• PROBLEM TO WORK ON: From the line containing "the sunglasses in this photo, one per instance." to the end of the records below, output each line exactly; include both ends and nothing else.

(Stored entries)
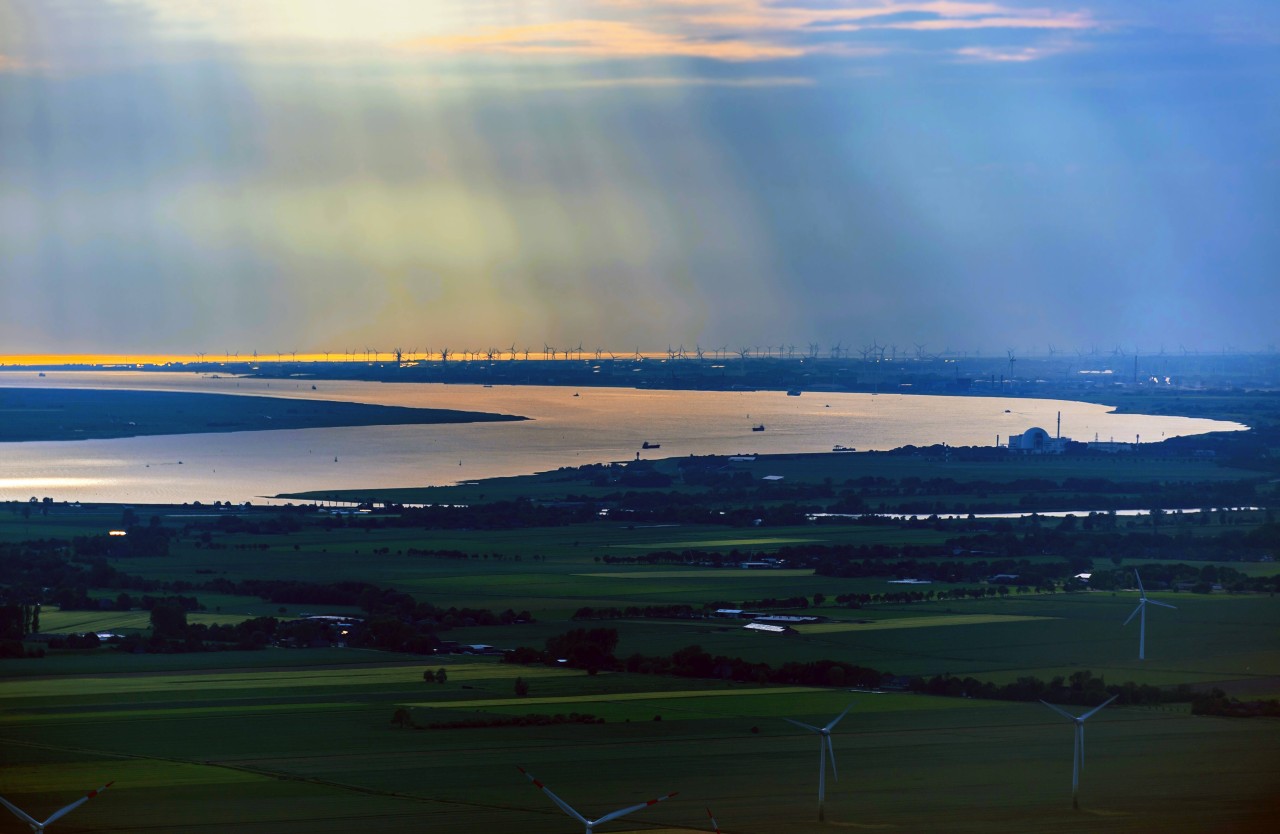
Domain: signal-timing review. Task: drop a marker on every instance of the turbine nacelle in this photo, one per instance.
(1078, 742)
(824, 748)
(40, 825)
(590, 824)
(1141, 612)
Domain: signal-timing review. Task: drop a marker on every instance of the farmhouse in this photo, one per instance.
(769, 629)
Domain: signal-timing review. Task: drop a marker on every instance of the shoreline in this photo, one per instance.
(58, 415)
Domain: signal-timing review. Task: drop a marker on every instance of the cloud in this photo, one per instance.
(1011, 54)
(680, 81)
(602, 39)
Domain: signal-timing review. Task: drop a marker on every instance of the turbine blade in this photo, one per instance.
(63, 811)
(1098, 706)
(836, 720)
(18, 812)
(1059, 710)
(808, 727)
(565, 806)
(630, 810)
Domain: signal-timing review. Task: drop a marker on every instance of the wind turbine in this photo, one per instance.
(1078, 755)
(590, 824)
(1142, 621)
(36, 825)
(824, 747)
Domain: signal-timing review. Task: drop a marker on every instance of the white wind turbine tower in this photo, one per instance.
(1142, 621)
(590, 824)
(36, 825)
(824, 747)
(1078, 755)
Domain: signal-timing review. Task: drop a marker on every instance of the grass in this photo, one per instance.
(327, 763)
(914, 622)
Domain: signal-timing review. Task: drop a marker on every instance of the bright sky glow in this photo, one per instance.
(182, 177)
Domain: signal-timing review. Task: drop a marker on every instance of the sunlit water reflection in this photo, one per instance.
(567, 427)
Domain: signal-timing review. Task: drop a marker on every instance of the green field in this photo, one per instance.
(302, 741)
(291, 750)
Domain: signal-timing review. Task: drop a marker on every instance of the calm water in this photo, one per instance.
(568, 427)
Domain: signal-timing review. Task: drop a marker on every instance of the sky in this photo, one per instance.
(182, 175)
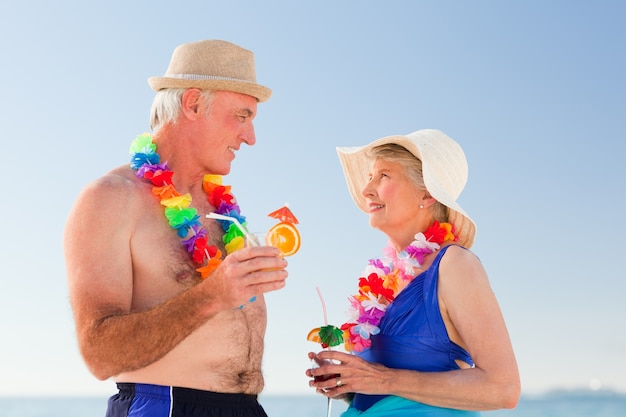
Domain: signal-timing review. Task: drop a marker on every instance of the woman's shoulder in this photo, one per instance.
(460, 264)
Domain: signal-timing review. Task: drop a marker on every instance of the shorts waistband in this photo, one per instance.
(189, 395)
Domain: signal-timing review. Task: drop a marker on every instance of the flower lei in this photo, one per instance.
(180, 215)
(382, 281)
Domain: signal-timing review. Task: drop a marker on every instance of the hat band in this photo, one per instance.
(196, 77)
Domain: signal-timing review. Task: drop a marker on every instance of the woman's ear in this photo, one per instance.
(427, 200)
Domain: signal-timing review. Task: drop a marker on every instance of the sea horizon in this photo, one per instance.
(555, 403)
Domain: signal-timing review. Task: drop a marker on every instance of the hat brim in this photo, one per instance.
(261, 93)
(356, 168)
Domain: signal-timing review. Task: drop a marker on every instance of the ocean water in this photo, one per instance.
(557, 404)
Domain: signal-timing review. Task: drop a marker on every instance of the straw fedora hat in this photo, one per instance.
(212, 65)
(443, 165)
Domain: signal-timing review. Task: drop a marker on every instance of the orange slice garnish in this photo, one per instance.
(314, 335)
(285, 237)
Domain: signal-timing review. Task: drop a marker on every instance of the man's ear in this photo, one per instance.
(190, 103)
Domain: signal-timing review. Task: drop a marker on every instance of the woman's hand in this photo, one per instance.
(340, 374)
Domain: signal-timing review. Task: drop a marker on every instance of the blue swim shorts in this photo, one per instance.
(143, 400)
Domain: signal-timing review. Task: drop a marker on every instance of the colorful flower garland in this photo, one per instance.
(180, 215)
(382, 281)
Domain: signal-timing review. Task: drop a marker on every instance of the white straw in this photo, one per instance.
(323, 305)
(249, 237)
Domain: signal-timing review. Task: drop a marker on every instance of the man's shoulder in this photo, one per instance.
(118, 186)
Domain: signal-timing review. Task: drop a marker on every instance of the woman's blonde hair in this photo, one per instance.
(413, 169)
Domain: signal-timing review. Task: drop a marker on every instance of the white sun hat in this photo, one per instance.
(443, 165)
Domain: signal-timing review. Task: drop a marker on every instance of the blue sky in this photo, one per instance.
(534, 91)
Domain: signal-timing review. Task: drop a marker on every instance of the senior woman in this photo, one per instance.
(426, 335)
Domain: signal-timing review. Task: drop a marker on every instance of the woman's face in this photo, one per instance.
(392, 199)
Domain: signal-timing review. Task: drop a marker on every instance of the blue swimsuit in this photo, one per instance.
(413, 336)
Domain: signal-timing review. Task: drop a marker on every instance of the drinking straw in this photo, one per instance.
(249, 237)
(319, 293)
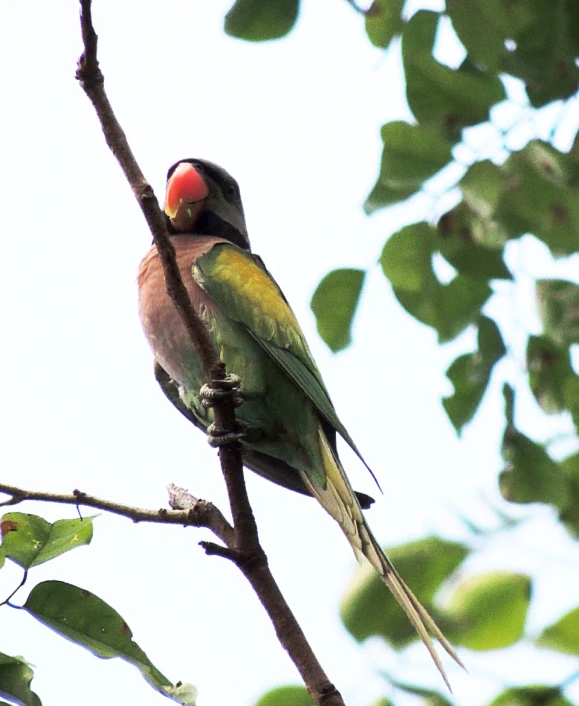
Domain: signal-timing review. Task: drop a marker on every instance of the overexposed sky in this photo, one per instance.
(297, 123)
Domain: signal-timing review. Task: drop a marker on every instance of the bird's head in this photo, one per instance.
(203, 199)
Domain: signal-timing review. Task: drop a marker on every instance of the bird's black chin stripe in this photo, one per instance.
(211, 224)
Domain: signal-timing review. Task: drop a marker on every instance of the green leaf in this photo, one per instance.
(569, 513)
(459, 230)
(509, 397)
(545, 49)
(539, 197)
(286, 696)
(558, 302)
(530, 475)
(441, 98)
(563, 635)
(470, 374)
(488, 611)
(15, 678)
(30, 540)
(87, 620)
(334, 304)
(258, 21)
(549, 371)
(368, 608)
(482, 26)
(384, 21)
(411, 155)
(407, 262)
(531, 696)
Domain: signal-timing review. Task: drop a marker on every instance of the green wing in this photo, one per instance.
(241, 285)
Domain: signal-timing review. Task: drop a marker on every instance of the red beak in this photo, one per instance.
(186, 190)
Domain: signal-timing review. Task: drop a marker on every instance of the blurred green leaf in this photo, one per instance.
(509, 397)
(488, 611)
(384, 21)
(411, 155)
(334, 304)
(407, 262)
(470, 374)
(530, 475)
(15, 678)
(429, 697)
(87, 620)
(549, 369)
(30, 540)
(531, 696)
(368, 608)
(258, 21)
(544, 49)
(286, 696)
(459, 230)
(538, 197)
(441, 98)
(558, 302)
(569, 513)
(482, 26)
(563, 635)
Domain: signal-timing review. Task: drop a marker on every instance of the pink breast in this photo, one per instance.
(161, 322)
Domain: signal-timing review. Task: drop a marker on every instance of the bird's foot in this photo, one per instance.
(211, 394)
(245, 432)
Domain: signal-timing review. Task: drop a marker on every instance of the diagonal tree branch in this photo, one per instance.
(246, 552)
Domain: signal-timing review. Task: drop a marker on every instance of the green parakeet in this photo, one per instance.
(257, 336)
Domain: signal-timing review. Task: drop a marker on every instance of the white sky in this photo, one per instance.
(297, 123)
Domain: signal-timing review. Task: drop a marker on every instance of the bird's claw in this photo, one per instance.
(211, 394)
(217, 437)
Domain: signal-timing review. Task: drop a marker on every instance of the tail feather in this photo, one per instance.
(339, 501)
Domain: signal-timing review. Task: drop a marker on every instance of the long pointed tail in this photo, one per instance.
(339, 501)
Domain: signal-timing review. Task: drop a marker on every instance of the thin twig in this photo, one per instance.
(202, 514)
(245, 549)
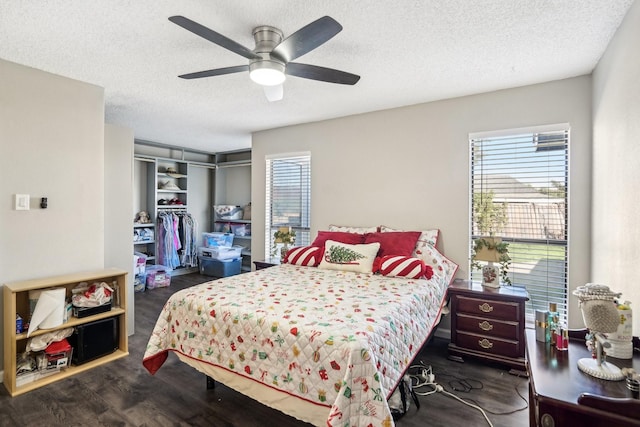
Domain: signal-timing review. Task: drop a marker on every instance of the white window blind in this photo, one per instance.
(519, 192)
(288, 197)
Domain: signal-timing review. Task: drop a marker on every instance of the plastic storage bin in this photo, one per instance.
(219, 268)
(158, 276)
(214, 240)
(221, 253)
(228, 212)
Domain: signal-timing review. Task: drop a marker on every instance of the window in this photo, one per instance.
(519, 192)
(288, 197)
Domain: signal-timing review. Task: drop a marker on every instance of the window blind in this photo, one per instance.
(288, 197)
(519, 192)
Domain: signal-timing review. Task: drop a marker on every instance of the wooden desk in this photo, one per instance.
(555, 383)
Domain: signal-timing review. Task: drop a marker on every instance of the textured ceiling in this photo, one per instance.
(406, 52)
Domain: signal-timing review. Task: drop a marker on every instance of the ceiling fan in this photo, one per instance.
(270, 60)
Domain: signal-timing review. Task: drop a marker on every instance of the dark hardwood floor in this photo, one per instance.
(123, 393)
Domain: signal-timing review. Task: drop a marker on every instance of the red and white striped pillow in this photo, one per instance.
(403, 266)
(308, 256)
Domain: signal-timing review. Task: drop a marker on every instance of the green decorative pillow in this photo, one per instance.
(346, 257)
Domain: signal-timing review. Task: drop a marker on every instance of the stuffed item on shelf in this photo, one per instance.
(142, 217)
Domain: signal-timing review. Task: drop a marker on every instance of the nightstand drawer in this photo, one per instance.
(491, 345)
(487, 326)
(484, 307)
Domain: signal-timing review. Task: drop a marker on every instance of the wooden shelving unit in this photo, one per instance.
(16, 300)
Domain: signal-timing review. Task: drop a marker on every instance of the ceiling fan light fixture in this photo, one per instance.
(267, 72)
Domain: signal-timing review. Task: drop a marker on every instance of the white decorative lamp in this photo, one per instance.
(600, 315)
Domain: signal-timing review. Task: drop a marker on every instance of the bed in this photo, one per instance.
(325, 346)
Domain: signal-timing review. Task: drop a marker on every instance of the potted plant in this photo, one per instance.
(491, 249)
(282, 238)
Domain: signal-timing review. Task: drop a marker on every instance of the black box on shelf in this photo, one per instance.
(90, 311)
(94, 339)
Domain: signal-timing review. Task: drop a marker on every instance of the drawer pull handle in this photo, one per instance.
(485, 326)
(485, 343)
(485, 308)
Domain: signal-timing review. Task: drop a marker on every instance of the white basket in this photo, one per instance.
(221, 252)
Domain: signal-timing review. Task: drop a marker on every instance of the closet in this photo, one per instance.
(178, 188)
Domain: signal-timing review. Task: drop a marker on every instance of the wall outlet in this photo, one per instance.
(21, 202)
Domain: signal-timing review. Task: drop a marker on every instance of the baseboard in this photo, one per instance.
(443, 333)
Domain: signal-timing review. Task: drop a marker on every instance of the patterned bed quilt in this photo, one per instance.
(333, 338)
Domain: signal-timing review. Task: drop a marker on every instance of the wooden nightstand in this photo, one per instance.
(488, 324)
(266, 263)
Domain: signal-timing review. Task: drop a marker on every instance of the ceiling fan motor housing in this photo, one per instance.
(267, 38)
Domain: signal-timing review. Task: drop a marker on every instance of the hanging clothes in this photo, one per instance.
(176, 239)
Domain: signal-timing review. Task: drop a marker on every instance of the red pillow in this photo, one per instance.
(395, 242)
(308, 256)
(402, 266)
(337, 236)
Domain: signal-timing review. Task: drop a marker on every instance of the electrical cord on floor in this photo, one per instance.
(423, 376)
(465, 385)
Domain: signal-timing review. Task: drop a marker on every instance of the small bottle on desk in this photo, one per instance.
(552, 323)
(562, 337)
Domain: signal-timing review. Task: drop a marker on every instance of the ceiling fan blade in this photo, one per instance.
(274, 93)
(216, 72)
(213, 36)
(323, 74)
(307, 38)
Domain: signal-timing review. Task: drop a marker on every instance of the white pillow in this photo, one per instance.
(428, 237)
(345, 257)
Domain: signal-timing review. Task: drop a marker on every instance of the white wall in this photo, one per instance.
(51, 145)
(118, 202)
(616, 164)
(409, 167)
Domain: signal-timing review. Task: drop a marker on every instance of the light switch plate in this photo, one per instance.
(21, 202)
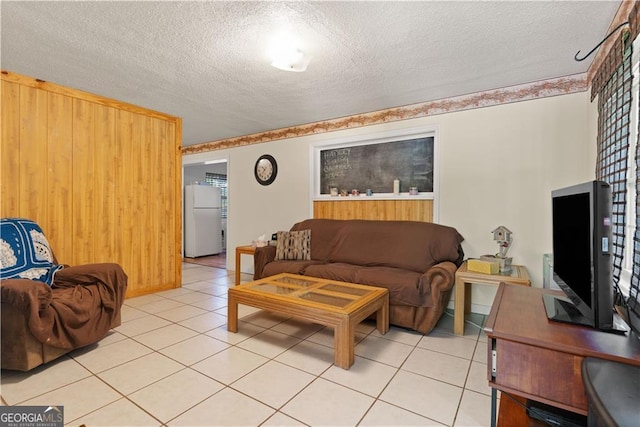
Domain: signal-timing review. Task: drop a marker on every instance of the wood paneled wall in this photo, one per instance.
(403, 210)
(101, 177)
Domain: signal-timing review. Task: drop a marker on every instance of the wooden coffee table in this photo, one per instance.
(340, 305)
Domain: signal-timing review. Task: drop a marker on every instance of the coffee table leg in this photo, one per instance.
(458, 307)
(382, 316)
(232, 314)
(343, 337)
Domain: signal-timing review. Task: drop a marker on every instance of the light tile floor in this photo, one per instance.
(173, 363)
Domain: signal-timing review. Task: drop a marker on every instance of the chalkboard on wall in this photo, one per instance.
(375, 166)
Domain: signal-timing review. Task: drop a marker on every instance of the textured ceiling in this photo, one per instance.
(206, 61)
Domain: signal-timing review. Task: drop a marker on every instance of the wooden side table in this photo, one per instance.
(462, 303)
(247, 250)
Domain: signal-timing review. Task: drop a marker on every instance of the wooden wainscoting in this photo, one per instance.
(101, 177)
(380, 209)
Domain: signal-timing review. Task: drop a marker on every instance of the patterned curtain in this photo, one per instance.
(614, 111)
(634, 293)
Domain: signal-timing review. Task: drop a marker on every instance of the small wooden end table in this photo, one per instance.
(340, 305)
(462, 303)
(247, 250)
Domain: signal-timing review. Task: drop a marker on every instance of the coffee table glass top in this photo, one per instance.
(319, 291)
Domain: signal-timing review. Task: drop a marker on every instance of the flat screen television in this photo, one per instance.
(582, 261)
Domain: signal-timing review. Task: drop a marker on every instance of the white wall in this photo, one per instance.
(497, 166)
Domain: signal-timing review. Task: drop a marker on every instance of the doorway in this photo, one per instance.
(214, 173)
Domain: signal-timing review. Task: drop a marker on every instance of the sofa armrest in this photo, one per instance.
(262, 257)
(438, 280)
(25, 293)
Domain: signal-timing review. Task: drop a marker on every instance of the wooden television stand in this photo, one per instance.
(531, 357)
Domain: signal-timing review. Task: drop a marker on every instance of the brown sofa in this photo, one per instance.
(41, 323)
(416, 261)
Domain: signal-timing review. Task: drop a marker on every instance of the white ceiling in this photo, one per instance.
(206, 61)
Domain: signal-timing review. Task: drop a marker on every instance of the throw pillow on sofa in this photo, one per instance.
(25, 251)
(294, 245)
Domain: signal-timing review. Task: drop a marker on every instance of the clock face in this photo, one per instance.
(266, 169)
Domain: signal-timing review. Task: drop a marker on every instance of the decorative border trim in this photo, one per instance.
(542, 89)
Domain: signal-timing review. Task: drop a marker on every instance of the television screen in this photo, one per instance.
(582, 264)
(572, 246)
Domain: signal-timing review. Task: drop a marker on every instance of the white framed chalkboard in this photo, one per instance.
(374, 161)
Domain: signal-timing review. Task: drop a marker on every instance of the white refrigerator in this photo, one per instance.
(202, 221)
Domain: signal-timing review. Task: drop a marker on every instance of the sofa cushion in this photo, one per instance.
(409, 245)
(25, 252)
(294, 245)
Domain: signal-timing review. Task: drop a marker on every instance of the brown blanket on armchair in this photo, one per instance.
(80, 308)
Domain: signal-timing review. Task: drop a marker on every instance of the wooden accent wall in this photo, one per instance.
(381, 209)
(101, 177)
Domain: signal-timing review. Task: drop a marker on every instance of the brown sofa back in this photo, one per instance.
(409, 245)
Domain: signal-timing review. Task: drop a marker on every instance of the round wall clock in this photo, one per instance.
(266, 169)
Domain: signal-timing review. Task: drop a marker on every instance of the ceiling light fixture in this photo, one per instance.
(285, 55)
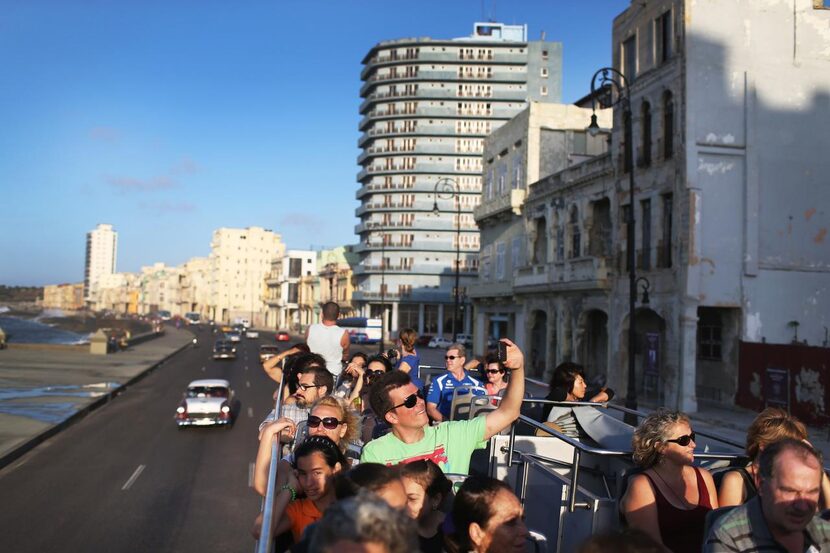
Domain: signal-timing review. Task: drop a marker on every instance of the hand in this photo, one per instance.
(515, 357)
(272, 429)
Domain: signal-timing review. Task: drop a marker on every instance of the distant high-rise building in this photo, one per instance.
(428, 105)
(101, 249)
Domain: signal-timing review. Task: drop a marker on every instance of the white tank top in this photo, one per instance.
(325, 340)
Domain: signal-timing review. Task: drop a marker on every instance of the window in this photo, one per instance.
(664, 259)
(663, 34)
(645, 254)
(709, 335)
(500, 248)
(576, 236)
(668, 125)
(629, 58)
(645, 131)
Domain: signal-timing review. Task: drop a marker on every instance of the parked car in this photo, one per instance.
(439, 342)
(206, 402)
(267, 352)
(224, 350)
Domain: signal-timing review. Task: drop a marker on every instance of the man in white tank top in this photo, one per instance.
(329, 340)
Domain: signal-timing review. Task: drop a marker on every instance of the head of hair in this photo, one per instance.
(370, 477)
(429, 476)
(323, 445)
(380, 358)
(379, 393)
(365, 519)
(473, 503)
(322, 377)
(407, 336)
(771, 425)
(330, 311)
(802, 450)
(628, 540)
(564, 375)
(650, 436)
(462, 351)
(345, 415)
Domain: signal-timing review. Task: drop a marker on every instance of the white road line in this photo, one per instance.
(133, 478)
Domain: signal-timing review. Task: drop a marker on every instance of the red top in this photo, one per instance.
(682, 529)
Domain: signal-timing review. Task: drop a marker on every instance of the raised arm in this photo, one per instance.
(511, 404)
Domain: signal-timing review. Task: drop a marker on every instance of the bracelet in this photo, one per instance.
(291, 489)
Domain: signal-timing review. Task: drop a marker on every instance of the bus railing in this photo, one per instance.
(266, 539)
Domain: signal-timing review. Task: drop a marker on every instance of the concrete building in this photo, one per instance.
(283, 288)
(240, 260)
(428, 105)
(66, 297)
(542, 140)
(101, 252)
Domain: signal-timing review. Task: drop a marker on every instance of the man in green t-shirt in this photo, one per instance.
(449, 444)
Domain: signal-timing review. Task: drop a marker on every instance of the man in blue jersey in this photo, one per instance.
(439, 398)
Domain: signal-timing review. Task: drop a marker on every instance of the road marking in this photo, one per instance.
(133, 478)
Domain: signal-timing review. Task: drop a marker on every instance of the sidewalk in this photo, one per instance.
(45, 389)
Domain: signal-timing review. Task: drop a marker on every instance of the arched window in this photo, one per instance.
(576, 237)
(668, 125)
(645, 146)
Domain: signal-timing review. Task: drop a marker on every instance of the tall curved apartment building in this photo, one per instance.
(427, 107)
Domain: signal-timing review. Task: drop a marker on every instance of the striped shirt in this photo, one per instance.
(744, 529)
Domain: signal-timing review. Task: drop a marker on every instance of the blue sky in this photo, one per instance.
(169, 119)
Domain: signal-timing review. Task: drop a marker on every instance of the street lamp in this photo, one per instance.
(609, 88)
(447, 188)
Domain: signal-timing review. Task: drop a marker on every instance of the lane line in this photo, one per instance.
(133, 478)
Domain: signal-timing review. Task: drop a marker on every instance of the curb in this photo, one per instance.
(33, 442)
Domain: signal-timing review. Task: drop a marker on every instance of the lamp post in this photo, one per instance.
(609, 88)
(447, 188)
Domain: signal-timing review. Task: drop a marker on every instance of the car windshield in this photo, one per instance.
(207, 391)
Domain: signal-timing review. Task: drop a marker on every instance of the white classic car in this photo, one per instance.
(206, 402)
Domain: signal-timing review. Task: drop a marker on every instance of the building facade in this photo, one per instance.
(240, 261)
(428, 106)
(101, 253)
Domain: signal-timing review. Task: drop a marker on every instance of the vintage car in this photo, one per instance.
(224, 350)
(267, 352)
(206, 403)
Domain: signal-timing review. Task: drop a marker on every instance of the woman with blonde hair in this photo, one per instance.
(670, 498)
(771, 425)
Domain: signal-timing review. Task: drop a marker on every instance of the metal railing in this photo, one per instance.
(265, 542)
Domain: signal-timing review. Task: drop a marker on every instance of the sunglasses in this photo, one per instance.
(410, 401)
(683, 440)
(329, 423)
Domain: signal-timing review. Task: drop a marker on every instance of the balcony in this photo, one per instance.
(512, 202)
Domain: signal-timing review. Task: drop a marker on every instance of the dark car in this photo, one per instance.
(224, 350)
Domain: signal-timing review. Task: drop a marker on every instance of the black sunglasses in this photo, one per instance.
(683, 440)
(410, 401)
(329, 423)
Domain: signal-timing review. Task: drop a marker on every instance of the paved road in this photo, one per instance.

• TASK RESPONSE:
Domain: signal-timing review. Task: drop a marker on every instance of the sunglasses in this photo, one per instance.
(410, 401)
(683, 440)
(329, 423)
Domain: signal-timing review. Task: drop a marker on every instance of the balcony in this photo, one per instance.
(512, 202)
Domain: signal-timing review. Task: drop a marker on every instance of the dark car in this photo, one per instance.
(224, 350)
Domain: signal-timing review. Task: drop a marker on every instance of the black sunglasses in this photo, one per instance.
(683, 440)
(410, 401)
(329, 423)
Domain: signal-timing review. Task: drop a marker on every instance of the paved road in this photo, one per instance.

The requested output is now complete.